(Stored data)

--

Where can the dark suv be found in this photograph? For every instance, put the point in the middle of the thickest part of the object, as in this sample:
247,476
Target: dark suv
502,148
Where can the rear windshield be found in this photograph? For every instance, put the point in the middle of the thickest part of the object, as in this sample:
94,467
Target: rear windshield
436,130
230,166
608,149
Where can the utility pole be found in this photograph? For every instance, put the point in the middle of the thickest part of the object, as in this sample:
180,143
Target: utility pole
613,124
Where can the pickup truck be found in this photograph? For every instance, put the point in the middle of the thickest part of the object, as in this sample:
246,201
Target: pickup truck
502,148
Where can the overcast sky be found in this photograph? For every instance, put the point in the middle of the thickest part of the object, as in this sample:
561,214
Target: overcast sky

--

### Prompt:
Please copy out all of the lines above, word for word.

### Final result:
Where can the dark suv be found in this photograph? For every instance, put the point in the middle of the thickest part of the object, as in this sample:
247,476
Target: dark suv
502,148
Where can the rear windshield be found in this photograph? For every instance, put the point in the middle of the thickest part of the object, as in this sample:
94,467
Target: rear windshield
436,130
230,166
608,149
Where can the utility pole be found in this photograph? For every instance, put the point in the middle of the thickest part of the object, as in this sample:
180,143
Target: utility pole
613,124
Where can the pickup truck be found in this photograph? For every instance, put the point in the middle of the thickest part of the object, as in this sample:
246,201
Target: pickup truck
502,148
Where can the overcast sky be found in this photograph? For every instance, put the point in the middle of the thickest part of the object, as in this sample:
561,214
Target: overcast sky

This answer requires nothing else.